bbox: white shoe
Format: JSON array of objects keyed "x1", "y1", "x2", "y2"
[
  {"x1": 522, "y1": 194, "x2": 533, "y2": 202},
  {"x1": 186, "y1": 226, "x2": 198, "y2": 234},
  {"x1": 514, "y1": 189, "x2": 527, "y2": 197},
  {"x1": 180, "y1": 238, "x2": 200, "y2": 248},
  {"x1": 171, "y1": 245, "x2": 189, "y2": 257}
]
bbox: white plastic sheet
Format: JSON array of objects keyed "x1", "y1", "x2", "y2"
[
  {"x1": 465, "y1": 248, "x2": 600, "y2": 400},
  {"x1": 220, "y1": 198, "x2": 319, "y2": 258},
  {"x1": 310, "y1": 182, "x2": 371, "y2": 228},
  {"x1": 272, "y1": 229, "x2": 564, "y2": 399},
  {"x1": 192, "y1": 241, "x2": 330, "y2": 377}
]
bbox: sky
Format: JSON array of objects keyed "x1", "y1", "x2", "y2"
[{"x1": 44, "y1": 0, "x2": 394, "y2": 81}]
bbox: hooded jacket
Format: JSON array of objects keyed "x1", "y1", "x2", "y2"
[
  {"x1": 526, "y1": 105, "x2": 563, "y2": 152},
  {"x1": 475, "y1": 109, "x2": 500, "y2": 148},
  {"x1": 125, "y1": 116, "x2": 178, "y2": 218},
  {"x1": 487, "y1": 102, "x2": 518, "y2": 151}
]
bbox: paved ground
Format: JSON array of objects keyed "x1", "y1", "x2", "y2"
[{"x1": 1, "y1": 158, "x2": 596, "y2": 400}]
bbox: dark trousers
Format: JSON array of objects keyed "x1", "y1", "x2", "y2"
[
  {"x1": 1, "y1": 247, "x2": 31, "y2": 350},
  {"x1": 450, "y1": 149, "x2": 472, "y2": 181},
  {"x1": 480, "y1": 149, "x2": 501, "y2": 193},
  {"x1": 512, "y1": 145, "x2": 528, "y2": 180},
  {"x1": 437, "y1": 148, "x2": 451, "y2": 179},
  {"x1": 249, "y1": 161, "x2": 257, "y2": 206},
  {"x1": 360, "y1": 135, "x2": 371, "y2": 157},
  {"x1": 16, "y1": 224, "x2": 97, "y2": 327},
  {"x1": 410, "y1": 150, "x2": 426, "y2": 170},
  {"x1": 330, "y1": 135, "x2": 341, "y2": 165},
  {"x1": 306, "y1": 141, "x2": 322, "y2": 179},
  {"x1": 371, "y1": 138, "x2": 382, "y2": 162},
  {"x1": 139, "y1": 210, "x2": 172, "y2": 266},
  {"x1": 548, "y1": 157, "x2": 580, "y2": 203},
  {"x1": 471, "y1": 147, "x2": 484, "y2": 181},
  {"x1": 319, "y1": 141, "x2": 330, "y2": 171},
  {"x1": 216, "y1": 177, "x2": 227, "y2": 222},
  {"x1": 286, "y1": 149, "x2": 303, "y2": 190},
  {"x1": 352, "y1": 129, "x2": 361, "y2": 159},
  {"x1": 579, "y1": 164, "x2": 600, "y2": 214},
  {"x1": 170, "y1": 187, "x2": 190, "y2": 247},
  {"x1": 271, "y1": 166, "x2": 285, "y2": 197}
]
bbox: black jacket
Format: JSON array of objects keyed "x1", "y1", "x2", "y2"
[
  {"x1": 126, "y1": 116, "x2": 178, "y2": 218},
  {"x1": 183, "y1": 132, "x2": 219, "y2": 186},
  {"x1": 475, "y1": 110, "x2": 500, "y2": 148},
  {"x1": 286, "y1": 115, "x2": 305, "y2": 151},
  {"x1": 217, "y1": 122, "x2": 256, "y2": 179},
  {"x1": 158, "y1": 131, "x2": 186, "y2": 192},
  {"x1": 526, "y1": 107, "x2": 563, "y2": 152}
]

* * * * *

■ Exercise prompt
When you reach the end of the data above, set it all down again unchanged.

■ Written reply
bbox: white shoe
Format: JSON array of objects keyed "x1", "y1", "x2", "y2"
[
  {"x1": 522, "y1": 194, "x2": 533, "y2": 202},
  {"x1": 186, "y1": 226, "x2": 198, "y2": 234},
  {"x1": 514, "y1": 189, "x2": 527, "y2": 197},
  {"x1": 180, "y1": 238, "x2": 200, "y2": 248},
  {"x1": 171, "y1": 245, "x2": 189, "y2": 257}
]
bbox: white plastic sheet
Format: JSON array of objects keyed "x1", "y1", "x2", "y2"
[
  {"x1": 465, "y1": 248, "x2": 600, "y2": 400},
  {"x1": 220, "y1": 198, "x2": 319, "y2": 258},
  {"x1": 310, "y1": 182, "x2": 371, "y2": 228},
  {"x1": 272, "y1": 229, "x2": 564, "y2": 399},
  {"x1": 192, "y1": 241, "x2": 330, "y2": 377}
]
bbox: sky
Format: JSON array of objects keyed "x1", "y1", "x2", "y2"
[{"x1": 44, "y1": 0, "x2": 394, "y2": 81}]
bbox: hooded jacket
Format: JSON array of objects keyed "x1", "y1", "x2", "y2"
[
  {"x1": 526, "y1": 105, "x2": 563, "y2": 152},
  {"x1": 475, "y1": 109, "x2": 500, "y2": 148},
  {"x1": 125, "y1": 116, "x2": 178, "y2": 218},
  {"x1": 487, "y1": 102, "x2": 518, "y2": 151}
]
bbox: paved ground
Format: JSON array of objects keyed "x1", "y1", "x2", "y2"
[{"x1": 1, "y1": 158, "x2": 596, "y2": 400}]
bbox: dark trousers
Format: JSON array of objects keyed "x1", "y1", "x2", "y2"
[
  {"x1": 1, "y1": 247, "x2": 31, "y2": 350},
  {"x1": 450, "y1": 149, "x2": 472, "y2": 181},
  {"x1": 480, "y1": 149, "x2": 501, "y2": 193},
  {"x1": 512, "y1": 145, "x2": 528, "y2": 180},
  {"x1": 437, "y1": 148, "x2": 451, "y2": 179},
  {"x1": 249, "y1": 161, "x2": 257, "y2": 206},
  {"x1": 360, "y1": 135, "x2": 371, "y2": 157},
  {"x1": 16, "y1": 224, "x2": 97, "y2": 327},
  {"x1": 410, "y1": 150, "x2": 426, "y2": 170},
  {"x1": 330, "y1": 135, "x2": 341, "y2": 165},
  {"x1": 306, "y1": 141, "x2": 322, "y2": 179},
  {"x1": 371, "y1": 138, "x2": 382, "y2": 162},
  {"x1": 139, "y1": 210, "x2": 172, "y2": 266},
  {"x1": 548, "y1": 157, "x2": 580, "y2": 203},
  {"x1": 471, "y1": 147, "x2": 484, "y2": 181},
  {"x1": 319, "y1": 141, "x2": 330, "y2": 171},
  {"x1": 216, "y1": 177, "x2": 227, "y2": 222},
  {"x1": 286, "y1": 149, "x2": 303, "y2": 190},
  {"x1": 352, "y1": 129, "x2": 361, "y2": 159},
  {"x1": 579, "y1": 164, "x2": 600, "y2": 214},
  {"x1": 170, "y1": 187, "x2": 190, "y2": 247},
  {"x1": 271, "y1": 166, "x2": 285, "y2": 197}
]
bbox: black jacket
Format: JSON array of objects keyed "x1", "y1", "x2", "y2"
[
  {"x1": 126, "y1": 116, "x2": 178, "y2": 218},
  {"x1": 183, "y1": 132, "x2": 219, "y2": 186},
  {"x1": 475, "y1": 110, "x2": 500, "y2": 148},
  {"x1": 286, "y1": 115, "x2": 305, "y2": 151},
  {"x1": 217, "y1": 122, "x2": 256, "y2": 179},
  {"x1": 158, "y1": 131, "x2": 186, "y2": 192},
  {"x1": 526, "y1": 107, "x2": 563, "y2": 152}
]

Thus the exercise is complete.